- **WORK REQUIRED**
Everything in the listing below must be duplicated exactly.
___ INFORMATION SUPPLIED ___
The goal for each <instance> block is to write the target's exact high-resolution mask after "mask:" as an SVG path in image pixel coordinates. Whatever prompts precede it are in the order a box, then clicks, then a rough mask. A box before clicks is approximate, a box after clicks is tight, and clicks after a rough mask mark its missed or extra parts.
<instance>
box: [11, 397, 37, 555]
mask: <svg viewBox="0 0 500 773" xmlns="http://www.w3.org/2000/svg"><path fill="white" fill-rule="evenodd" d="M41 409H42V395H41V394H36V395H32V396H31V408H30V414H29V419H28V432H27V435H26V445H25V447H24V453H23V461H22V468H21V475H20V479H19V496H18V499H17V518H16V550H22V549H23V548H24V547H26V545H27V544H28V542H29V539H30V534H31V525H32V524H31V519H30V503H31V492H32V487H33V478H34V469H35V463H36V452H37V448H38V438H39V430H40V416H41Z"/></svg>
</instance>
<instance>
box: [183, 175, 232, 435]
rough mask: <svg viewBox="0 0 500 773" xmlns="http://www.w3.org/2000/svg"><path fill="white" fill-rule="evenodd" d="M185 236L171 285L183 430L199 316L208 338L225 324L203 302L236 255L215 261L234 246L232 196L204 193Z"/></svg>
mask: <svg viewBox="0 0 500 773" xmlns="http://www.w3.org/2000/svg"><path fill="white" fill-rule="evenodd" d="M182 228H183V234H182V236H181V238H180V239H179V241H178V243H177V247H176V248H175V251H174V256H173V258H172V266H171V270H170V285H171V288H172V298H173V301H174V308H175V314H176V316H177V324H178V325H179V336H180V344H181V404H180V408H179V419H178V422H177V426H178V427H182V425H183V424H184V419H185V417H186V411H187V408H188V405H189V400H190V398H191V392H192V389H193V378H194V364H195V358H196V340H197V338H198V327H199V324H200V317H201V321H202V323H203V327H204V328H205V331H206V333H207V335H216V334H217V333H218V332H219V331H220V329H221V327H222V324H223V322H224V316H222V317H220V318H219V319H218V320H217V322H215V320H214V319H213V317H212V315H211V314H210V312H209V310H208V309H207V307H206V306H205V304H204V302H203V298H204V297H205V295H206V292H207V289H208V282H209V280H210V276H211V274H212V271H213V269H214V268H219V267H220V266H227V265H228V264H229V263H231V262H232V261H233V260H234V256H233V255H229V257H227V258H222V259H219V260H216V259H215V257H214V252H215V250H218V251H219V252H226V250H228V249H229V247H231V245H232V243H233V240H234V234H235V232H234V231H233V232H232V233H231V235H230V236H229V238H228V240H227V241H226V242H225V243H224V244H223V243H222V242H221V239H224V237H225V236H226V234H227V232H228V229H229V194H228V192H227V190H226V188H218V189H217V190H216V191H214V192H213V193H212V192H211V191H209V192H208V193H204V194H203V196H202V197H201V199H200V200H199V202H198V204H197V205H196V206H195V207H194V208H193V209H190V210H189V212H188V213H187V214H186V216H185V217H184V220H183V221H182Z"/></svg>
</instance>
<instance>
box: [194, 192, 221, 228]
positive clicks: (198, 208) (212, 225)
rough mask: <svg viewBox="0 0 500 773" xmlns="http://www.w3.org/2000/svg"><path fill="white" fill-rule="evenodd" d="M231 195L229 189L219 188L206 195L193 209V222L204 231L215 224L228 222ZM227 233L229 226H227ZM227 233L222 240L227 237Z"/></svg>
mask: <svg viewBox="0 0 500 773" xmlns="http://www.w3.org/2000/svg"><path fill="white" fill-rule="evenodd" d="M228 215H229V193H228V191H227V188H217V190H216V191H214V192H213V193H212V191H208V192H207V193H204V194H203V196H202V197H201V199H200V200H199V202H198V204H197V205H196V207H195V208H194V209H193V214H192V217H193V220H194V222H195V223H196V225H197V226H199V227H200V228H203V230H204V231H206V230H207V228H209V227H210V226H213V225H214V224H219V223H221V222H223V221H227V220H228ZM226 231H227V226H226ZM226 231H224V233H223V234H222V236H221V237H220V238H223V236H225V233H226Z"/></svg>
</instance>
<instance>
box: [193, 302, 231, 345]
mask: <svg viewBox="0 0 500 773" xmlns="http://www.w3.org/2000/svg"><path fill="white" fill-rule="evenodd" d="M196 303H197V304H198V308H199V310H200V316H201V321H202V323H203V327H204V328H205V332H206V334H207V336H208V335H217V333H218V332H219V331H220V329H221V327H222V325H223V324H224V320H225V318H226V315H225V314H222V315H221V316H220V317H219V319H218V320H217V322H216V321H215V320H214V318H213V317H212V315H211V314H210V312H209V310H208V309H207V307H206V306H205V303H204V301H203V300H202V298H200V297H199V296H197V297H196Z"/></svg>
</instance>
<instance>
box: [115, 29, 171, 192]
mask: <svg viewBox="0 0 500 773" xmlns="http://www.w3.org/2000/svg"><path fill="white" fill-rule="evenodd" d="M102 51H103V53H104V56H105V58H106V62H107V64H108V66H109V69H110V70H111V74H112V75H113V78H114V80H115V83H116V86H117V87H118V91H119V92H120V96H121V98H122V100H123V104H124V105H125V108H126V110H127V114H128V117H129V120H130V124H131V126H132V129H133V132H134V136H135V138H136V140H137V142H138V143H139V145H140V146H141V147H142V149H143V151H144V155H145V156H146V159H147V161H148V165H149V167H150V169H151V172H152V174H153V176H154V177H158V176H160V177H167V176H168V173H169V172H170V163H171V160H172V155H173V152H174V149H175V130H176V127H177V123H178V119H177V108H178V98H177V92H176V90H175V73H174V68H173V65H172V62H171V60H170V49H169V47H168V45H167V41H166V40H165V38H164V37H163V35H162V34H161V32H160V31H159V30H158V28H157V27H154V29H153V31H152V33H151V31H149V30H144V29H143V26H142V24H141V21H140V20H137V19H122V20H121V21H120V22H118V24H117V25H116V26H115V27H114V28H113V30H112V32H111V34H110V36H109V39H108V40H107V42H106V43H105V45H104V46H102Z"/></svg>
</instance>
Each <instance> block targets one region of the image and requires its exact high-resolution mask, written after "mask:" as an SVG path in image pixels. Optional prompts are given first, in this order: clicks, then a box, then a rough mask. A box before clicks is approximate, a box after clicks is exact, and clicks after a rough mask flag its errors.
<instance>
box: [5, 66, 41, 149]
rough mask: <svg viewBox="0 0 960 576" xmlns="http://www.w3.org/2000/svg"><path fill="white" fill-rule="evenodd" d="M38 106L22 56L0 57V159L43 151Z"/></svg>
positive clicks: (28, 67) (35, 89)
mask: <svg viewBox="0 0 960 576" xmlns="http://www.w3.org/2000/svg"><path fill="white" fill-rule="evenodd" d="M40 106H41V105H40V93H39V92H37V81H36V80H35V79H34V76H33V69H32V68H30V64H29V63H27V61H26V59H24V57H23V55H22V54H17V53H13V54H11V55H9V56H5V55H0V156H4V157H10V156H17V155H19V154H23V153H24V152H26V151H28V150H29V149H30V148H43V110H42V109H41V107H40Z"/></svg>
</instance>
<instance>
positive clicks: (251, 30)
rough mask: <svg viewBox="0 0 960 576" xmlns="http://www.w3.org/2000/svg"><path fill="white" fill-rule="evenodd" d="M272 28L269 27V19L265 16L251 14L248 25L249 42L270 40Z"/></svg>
___
- **RESPONSE BELOW**
The goal for each <instance> block is to write the target's exact high-resolution mask after "mask:" as an SVG path in image pixel coordinates. Whatever prompts precede it are in the order a box, then clicks, then a rough mask. A box before clicks is approximate, a box after clicks is tight, and clicks after a rough mask mark its missed or extra parts.
<instance>
box: [11, 397, 37, 555]
mask: <svg viewBox="0 0 500 773" xmlns="http://www.w3.org/2000/svg"><path fill="white" fill-rule="evenodd" d="M41 409H42V395H41V394H36V395H32V396H31V408H30V414H29V419H28V432H27V435H26V445H25V447H24V453H23V461H22V468H21V475H20V479H19V496H18V499H17V518H16V550H22V549H23V548H24V547H26V545H27V544H28V542H29V539H30V534H31V525H32V524H31V519H30V503H31V492H32V487H33V478H34V469H35V463H36V452H37V448H38V438H39V430H40V416H41Z"/></svg>
</instance>
<instance>
box: [183, 175, 232, 435]
rough mask: <svg viewBox="0 0 500 773" xmlns="http://www.w3.org/2000/svg"><path fill="white" fill-rule="evenodd" d="M185 236L171 285L183 430L199 316L208 338L225 324L203 302L236 255L215 261L234 246L232 196L204 193Z"/></svg>
mask: <svg viewBox="0 0 500 773" xmlns="http://www.w3.org/2000/svg"><path fill="white" fill-rule="evenodd" d="M182 228H183V234H182V236H181V238H180V239H179V241H178V243H177V247H176V248H175V251H174V256H173V258H172V266H171V270H170V285H171V288H172V298H173V301H174V308H175V314H176V316H177V324H178V325H179V336H180V344H181V404H180V408H179V419H178V422H177V426H178V427H182V425H183V424H184V419H185V417H186V411H187V408H188V405H189V400H190V398H191V392H192V389H193V378H194V364H195V358H196V340H197V338H198V327H199V324H200V317H201V321H202V323H203V327H204V328H205V331H206V333H207V335H216V334H217V333H218V332H219V331H220V329H221V327H222V324H223V322H224V316H222V317H220V318H219V319H218V320H217V322H215V320H214V319H213V317H212V315H211V314H210V312H209V310H208V309H207V307H206V306H205V304H204V302H203V298H204V297H205V295H206V292H207V289H208V282H209V280H210V276H211V274H212V271H213V269H214V268H219V267H220V266H227V265H228V264H229V263H231V262H232V261H233V260H234V256H233V255H229V257H227V258H222V259H219V260H216V259H215V257H214V252H215V250H218V251H219V252H226V250H228V249H229V247H231V245H232V243H233V240H234V234H235V232H234V231H233V232H232V233H231V235H230V236H229V238H228V240H227V241H226V242H225V243H224V244H223V243H222V242H221V239H224V237H225V236H226V234H227V232H228V229H229V194H228V192H227V190H226V188H218V189H217V190H216V191H214V192H213V193H212V192H211V191H209V192H208V193H204V194H203V196H202V197H201V199H200V200H199V202H198V204H197V205H196V206H195V207H194V208H193V209H190V210H189V212H188V213H187V214H186V216H185V217H184V220H183V221H182Z"/></svg>
</instance>
<instance>
box: [194, 192, 221, 228]
positive clicks: (198, 208) (212, 225)
rough mask: <svg viewBox="0 0 500 773" xmlns="http://www.w3.org/2000/svg"><path fill="white" fill-rule="evenodd" d="M231 195L229 189L219 188L206 195L193 209V222L204 231L215 224L228 222ZM227 233L229 226H227ZM227 233L222 240L227 237Z"/></svg>
mask: <svg viewBox="0 0 500 773" xmlns="http://www.w3.org/2000/svg"><path fill="white" fill-rule="evenodd" d="M228 215H229V193H228V191H227V188H217V190H216V191H214V192H213V193H212V191H208V192H207V193H204V194H203V196H202V197H201V199H200V200H199V202H198V204H197V205H196V207H195V208H194V209H193V214H192V217H193V220H194V222H195V223H196V225H197V226H199V227H200V228H203V230H204V231H206V230H207V228H209V227H210V226H213V225H214V224H219V223H221V222H223V221H227V220H228ZM226 231H227V226H226ZM226 231H224V233H223V234H222V236H221V237H220V238H223V236H225V233H226Z"/></svg>
</instance>
<instance>
box: [193, 302, 231, 345]
mask: <svg viewBox="0 0 500 773" xmlns="http://www.w3.org/2000/svg"><path fill="white" fill-rule="evenodd" d="M196 303H197V304H198V308H199V310H200V316H201V321H202V323H203V327H204V328H205V332H206V334H207V336H208V335H217V333H218V332H219V331H220V329H221V327H222V325H223V324H224V320H225V318H226V315H225V314H222V315H221V316H220V317H219V319H218V320H217V322H216V321H215V320H214V318H213V317H212V315H211V314H210V312H209V310H208V309H207V307H206V306H205V303H204V301H203V300H202V298H200V297H199V296H197V297H196Z"/></svg>
</instance>
<instance>
box: [115, 29, 171, 192]
mask: <svg viewBox="0 0 500 773" xmlns="http://www.w3.org/2000/svg"><path fill="white" fill-rule="evenodd" d="M102 51H103V53H104V56H105V58H106V62H107V64H108V66H109V69H110V70H111V74H112V75H113V78H114V80H115V83H116V86H117V87H118V91H119V92H120V96H121V98H122V100H123V104H124V105H125V108H126V110H127V114H128V117H129V120H130V124H131V126H132V129H133V132H134V136H135V138H136V140H137V142H138V143H139V145H140V146H141V147H142V149H143V151H144V155H145V156H146V159H147V161H148V165H149V167H150V169H151V172H152V174H153V176H154V177H158V176H160V177H167V176H168V173H169V172H170V163H171V160H172V155H173V152H174V149H175V130H176V127H177V123H178V119H177V108H178V98H177V92H176V90H175V73H174V68H173V65H172V62H171V60H170V49H169V47H168V45H167V41H166V40H165V38H164V37H163V35H162V34H161V32H160V31H159V30H158V28H157V27H154V29H153V31H152V33H151V31H149V30H144V29H143V26H142V24H141V21H140V20H137V19H122V20H121V21H120V22H118V24H117V25H116V26H115V27H114V28H113V30H112V32H111V34H110V36H109V39H108V40H107V42H106V43H105V45H104V46H102Z"/></svg>
</instance>
Each <instance> block targets one region of the image and requires its exact high-resolution mask, written after "mask:" as an SVG path in image pixels. Optional prompts are given first, in this order: clicks, then a box, then a rough mask. A box before clicks is approximate, a box after clicks is exact, and clicks after a rough mask flag its errors.
<instance>
box: [5, 66, 41, 149]
rough mask: <svg viewBox="0 0 960 576" xmlns="http://www.w3.org/2000/svg"><path fill="white" fill-rule="evenodd" d="M38 106L22 56L0 57V159L43 151Z"/></svg>
positive clicks: (28, 67) (35, 89)
mask: <svg viewBox="0 0 960 576" xmlns="http://www.w3.org/2000/svg"><path fill="white" fill-rule="evenodd" d="M40 106H41V105H40V93H39V92H37V81H36V80H35V79H34V76H33V69H32V68H30V64H29V63H27V61H26V59H24V57H23V55H22V54H17V53H13V54H11V55H9V56H5V55H0V156H4V157H10V156H17V155H19V154H23V153H24V152H26V151H28V150H29V149H30V148H43V110H42V109H41V107H40Z"/></svg>
</instance>
<instance>
positive clicks: (251, 30)
rough mask: <svg viewBox="0 0 960 576" xmlns="http://www.w3.org/2000/svg"><path fill="white" fill-rule="evenodd" d="M272 28L269 27V19L265 16L251 14L248 25L249 42L270 40Z"/></svg>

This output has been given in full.